- **Do this**: Starting with the line containing "Mark one point on every instance of the mountain" and continuing through the end of the rows below, rewrite only those lines, requests included, with every pixel coordinate in the answers multiplied by 2.4 and rounded to the nearest whole number, halves rounded up.

- **Source material**:

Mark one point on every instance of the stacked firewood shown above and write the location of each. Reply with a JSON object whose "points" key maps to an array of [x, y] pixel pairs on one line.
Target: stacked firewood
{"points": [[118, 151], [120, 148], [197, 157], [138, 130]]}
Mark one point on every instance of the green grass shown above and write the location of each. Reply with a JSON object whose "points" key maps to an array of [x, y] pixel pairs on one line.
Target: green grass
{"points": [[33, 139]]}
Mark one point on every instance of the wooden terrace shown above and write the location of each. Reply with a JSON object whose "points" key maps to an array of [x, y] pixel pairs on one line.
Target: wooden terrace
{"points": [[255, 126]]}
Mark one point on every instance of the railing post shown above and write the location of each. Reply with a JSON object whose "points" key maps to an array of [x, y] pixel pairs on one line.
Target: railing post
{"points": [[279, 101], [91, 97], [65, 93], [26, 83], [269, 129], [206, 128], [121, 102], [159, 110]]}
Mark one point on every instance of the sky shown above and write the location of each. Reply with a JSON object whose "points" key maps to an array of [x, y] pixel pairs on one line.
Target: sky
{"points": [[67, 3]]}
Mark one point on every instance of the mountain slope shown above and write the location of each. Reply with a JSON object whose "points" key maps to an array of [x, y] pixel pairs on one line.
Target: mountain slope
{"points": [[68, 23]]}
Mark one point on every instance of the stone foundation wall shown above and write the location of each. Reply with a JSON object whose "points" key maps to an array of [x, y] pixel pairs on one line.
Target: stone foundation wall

- **Solution to this exercise**:
Mark one point on every instance of the mountain slope shown above and write the location of each. Reply with a JSON object whose "points" key maps to an array of [x, y] pixel pairs on one line.
Target: mountain slope
{"points": [[163, 55]]}
Mark one point on every instance of the stone foundation wall shown above and write the location of each. Reply with a JSON object whose "points" key maps to an array of [x, y] pixel pairs on one line.
Target: stone foundation wall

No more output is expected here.